Stored data entries:

"""

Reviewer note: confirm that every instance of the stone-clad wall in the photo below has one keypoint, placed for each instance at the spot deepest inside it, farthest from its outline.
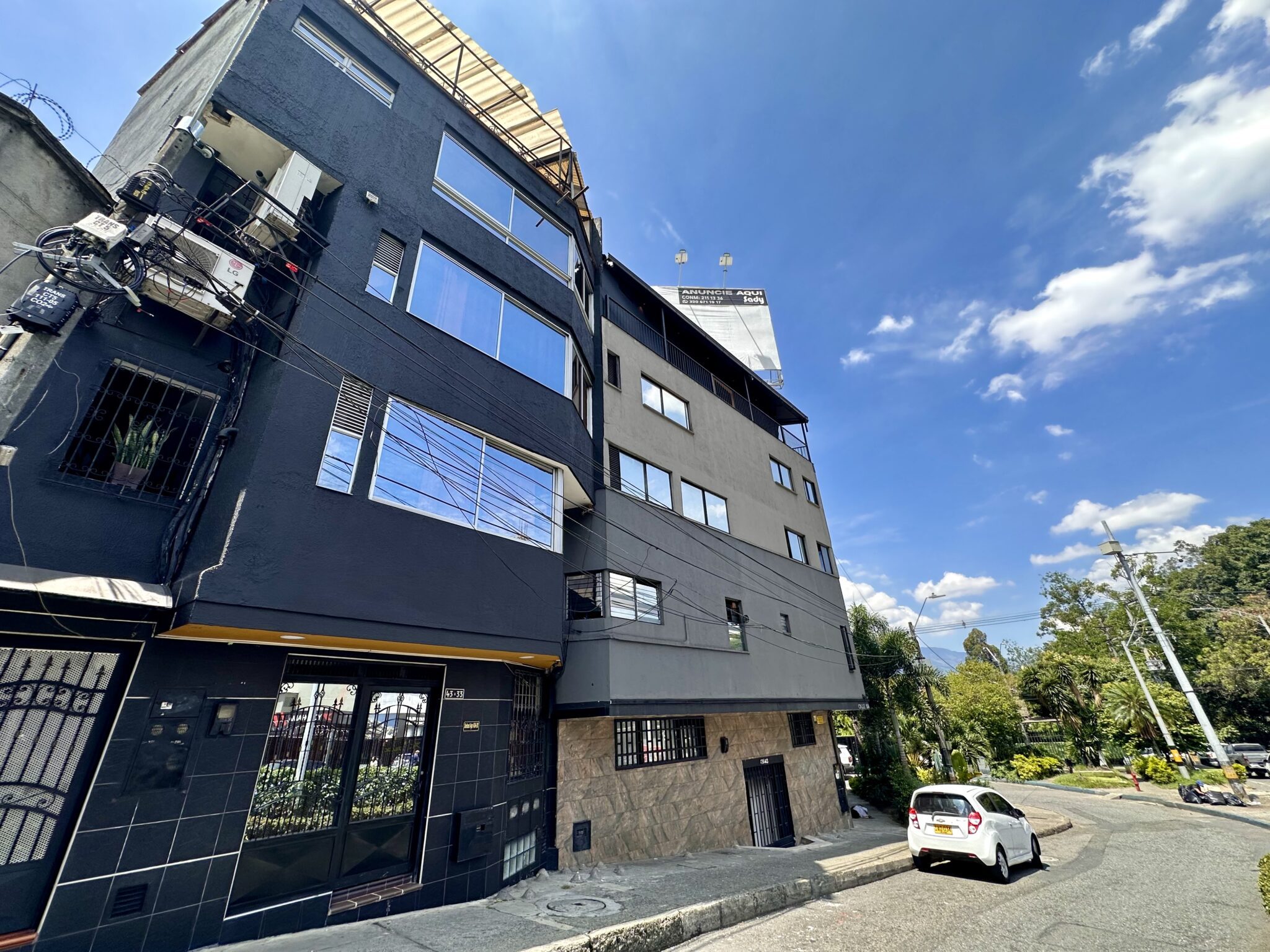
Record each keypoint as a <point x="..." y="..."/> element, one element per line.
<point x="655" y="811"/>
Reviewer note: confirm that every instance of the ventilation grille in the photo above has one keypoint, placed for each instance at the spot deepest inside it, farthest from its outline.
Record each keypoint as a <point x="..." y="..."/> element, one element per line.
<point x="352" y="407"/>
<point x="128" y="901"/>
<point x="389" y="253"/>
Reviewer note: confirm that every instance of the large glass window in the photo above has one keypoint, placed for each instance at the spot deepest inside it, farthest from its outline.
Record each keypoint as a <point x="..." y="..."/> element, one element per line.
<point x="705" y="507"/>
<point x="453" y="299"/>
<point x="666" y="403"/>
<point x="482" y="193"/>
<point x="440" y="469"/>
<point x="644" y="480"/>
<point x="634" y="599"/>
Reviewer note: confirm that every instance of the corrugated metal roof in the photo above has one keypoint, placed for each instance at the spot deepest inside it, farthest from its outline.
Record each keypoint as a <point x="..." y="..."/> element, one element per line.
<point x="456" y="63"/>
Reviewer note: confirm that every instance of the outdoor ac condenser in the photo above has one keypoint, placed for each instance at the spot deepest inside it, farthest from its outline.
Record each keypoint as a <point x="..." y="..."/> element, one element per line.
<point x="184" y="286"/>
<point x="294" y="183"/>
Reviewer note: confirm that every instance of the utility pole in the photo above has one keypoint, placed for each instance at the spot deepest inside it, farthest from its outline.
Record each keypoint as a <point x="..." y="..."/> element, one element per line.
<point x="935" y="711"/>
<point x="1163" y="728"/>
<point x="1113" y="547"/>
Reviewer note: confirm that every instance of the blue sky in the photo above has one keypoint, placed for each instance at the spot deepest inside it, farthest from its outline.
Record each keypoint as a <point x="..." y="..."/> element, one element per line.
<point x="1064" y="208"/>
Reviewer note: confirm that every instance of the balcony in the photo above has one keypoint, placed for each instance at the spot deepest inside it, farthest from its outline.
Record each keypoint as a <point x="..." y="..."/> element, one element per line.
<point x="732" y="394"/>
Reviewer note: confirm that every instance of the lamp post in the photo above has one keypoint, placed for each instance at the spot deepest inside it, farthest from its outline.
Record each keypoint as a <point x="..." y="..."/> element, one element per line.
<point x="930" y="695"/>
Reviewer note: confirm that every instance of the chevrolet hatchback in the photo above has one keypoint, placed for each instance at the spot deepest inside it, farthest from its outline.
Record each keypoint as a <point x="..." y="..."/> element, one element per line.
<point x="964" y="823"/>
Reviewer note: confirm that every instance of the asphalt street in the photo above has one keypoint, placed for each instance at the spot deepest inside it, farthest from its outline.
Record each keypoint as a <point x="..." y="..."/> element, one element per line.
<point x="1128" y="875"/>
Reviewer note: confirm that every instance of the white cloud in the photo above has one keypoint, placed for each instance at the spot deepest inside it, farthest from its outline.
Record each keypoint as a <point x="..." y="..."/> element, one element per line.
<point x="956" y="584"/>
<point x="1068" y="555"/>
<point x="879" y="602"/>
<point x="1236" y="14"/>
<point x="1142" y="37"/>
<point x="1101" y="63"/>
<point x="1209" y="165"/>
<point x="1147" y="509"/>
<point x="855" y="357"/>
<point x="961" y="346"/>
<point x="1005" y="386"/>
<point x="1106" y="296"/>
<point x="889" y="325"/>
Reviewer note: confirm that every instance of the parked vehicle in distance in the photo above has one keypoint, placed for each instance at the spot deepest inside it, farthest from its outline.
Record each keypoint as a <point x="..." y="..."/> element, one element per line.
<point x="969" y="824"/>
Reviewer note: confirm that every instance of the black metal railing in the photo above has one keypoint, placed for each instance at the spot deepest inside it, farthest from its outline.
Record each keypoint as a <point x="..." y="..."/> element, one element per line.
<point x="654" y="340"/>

"""

DESCRIPTION OF THE TASK: Would you copy all of the data exactly? Keep the pictures out of it.

WRITTEN ANSWER:
Reviewer note: confirm that every instance of the stone-clad wall in the photo below has one keypoint, placed for each instance at the spot deepest inside it, farthest from its outline.
Record each keypoint as a <point x="..." y="..."/> element, one element per line.
<point x="655" y="811"/>
Reviewer note: confirm that every instance of the ventilation grille in the photo above has one keypoint, placed for each instance at the spot deepest inside it, farthest from its outline.
Record each keypoint as a <point x="..." y="..."/> element, one element per line.
<point x="352" y="407"/>
<point x="128" y="901"/>
<point x="389" y="253"/>
Reviewer note: confirm that every instance of the large glass window in the photo above has one keypoint, placed for each instance at the spot deepest inside it, farthest from its outline.
Record each keypoint as a <point x="..." y="..."/> element, one element per line.
<point x="705" y="507"/>
<point x="453" y="299"/>
<point x="666" y="403"/>
<point x="482" y="193"/>
<point x="440" y="469"/>
<point x="644" y="480"/>
<point x="634" y="599"/>
Reviewer note: confirm that every instance of the corrugated metal roof in the photo above has one keypoint, placed for each instance at the spot deepest inside it, farthest from its outline.
Record each keypoint as a <point x="..." y="..."/> element, one element per line.
<point x="456" y="63"/>
Reviewer note: confirm that every instance of the outdoor ac condenser in the photo above has one keypoint, placed for each instance at the spot deepest inside it, farthest from its outline.
Record each keypoint as a <point x="..." y="..."/> element, one element per line.
<point x="184" y="286"/>
<point x="294" y="183"/>
Reviewer note: confirm that every instance of the utility pole in the photo above has one keypoint, placed for each instance at the spot deepest inside it, farthest from its outline.
Record each keypoint as a <point x="..." y="..."/> element, one element per line.
<point x="935" y="711"/>
<point x="1163" y="728"/>
<point x="1113" y="547"/>
Reviewer note: confirm that every instance of the blue sky in the photo above has one keypoint, placed for each instance at the spot deepest inside it, farthest from its outline.
Record each keypoint as a <point x="..." y="..."/> element, one element per line.
<point x="1064" y="208"/>
Reviewer note: confirm that every instance of the balcony in the photo above has one keypoint, placed for each instance at the spot deepest inside it, farthest from its outline.
Record each keypoint as a <point x="..." y="..."/> element, one element per line.
<point x="732" y="394"/>
Reviewer note: confirm that every instance of the lamp post in the photo above has one keypoint, placed for each instance at the spot deepest inside it, farthest from its outline.
Record each keypoint as a <point x="..." y="..."/> element, one element per line.
<point x="930" y="695"/>
Reviewer note: confirm that every instance of the chevrolet hatchback in the photo above has one keypoint, placed for each instance at the spot deepest inside it, farthest from its outline.
Record each keypoint as a <point x="..." y="..."/> element, one element per line.
<point x="964" y="823"/>
Reviewer note: confirm that every instance of the asphalt street in the photo above has one keypoint, placed for each instance at the spot deepest inside it, farthest from its outline.
Record each keypoint as a <point x="..." y="..."/> element, one element per line.
<point x="1128" y="875"/>
Reviewer note: confirm that every instance of the white cloud in the photo above has one keypoint, placed for each instance at the spot deepest inside it, farthest from its outline.
Record each keypoint as a <point x="..." y="..."/> element, one element per line.
<point x="956" y="584"/>
<point x="1068" y="555"/>
<point x="879" y="602"/>
<point x="1236" y="14"/>
<point x="1142" y="37"/>
<point x="1101" y="63"/>
<point x="1209" y="165"/>
<point x="1147" y="509"/>
<point x="855" y="357"/>
<point x="961" y="346"/>
<point x="1005" y="386"/>
<point x="1106" y="296"/>
<point x="889" y="325"/>
Reviewer note: confirm that every instance of the parked vehicle in distance in the photo above has one keypoint, placed for each instance at the spot deepest inside it, farthest from its outline.
Record each keypoint as a <point x="..." y="..."/> element, one element per line.
<point x="969" y="824"/>
Reviewer note: confirm that every instance of the black metal railing in the photo above has one keypoint, placed for each instance at the spot deepest inside it, farthest from its outline.
Record each keypoint as a <point x="..." y="..."/> element, one element per line.
<point x="654" y="340"/>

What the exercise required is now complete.